REQUIRED TASK> Reproduce every row below verbatim, keeping them in the same order.

(Position annotation records)

'''

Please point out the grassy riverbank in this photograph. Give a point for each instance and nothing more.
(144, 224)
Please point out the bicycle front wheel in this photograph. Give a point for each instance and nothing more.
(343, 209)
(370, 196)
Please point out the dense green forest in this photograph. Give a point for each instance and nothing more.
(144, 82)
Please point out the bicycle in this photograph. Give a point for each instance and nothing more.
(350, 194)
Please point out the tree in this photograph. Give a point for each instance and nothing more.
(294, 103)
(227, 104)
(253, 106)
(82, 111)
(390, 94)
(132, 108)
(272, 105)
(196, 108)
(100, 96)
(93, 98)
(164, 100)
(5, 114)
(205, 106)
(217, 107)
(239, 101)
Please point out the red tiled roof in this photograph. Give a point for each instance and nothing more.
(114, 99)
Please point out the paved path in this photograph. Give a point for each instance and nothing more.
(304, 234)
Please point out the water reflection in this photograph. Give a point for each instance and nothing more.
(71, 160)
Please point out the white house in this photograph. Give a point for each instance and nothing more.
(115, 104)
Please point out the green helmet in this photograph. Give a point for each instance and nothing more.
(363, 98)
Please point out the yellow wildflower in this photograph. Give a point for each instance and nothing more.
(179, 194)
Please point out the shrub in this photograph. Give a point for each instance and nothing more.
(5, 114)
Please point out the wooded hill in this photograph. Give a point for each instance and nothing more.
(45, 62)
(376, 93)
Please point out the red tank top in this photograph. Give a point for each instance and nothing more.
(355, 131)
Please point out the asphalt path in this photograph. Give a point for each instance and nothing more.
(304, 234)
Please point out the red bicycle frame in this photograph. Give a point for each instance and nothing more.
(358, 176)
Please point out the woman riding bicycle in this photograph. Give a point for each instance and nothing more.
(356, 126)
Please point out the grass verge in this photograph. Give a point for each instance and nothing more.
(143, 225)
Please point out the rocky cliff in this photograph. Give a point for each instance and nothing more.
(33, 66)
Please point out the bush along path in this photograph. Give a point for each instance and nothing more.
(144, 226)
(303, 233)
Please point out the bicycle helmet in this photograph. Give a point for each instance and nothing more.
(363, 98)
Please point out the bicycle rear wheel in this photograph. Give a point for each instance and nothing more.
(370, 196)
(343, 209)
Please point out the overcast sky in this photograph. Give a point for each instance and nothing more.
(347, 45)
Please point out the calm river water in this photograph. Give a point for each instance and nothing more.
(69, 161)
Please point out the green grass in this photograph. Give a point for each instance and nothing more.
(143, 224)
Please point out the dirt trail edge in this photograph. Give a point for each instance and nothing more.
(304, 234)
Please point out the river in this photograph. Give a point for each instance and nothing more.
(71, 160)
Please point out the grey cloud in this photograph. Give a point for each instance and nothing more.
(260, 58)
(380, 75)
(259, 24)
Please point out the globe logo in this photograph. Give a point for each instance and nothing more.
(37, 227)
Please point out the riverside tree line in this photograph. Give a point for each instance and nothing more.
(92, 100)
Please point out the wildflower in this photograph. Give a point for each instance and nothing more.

'''

OUTPUT BELOW>
Please point out the grassy riverbank in this photograph. Give a point for each instance and nothing more.
(144, 224)
Please point out the bicycle front wheel in this photograph. Give a point for each instance and nothing more.
(343, 209)
(370, 196)
Please point out the dense green forest in this photograph. Give a point for each instance and nothing more.
(144, 82)
Please point out the bicycle in this photograph. Give a point for each instance and nothing more.
(350, 194)
Please point out the tree in this photograph. Give a point for each instance and nothing more.
(294, 103)
(227, 104)
(253, 106)
(82, 111)
(390, 94)
(132, 108)
(272, 105)
(196, 108)
(100, 96)
(93, 98)
(164, 100)
(5, 114)
(205, 106)
(217, 107)
(239, 101)
Please point out the red tiled roof in this photograph. Give a point for each instance and nothing more.
(114, 99)
Please point out the paved path in this photograph. Give a point for each instance and nothing more.
(304, 234)
Please point out the water reflection in this photograph. Give a point for each instance and nothing more.
(71, 160)
Please point out the white house in this photograph. Give a point for each instance and nothing more.
(115, 104)
Please point out the green helmet in this photograph. Give a point for each instance and nothing more.
(363, 98)
Please point out the yellow wildflower in this photograph. Give a point for each instance and nothing more.
(179, 194)
Please point out the shrub in this photograph. Give a point for each instance and nothing more.
(5, 114)
Please point out the wooded hill in this photograph. Give a point for each instance and nothing more.
(45, 62)
(376, 93)
Please point out the red tank top in this photograph. Give a point for each instance and nothing more.
(355, 131)
Please point out the asphalt path in this photograph. Give a point for each instance and nothing more.
(304, 234)
Please point out the red bicycle frame in this photograph. Give a point for each instance and nothing more.
(358, 176)
Please point out the woman riding bicycle in this photograph. Give a point for each instance and nothing more.
(356, 126)
Please point out the grass verge in this photograph. Give a point for each instance and nothing more.
(143, 225)
Please point out the rocky cliff in this photograph. Give a point for each instance and nothing more.
(33, 66)
Please point out the bush along path in this photograph. Give a point for each instance and nothing more.
(144, 226)
(303, 233)
Please point out the bicycle helmet in this photograph. Give a point for each instance and nothing more.
(363, 98)
Please point out the bicycle rear wheel in this photograph. Give a point for each instance and nothing more.
(370, 196)
(343, 209)
Please point out the overcast sky in this photograph. Give a point for each instance and nothing more.
(347, 45)
Please point out the calm river water in this photograph. Give a point for each instance and nothing more.
(69, 161)
Please point out the green grass in this photograph. Give a point for each instance and nothing more.
(143, 224)
Please point out the dirt trail edge in this photograph. Give a point for each instance and nothing more.
(304, 234)
Please point out the river in this photograph. Give a point for each instance and nothing more.
(71, 160)
Please point out the grey cloud in this photograph. Give a point for each instance and nothing more.
(260, 58)
(380, 75)
(259, 24)
Please point out the globe logo in this photograph. Give a point for each instance and nothing more.
(37, 227)
Please point out the riverside tree line in this photograph. Give a point for each instance and nothing more.
(92, 100)
Please point out the wildflower in this photograph. Give a point for each instance and nothing more.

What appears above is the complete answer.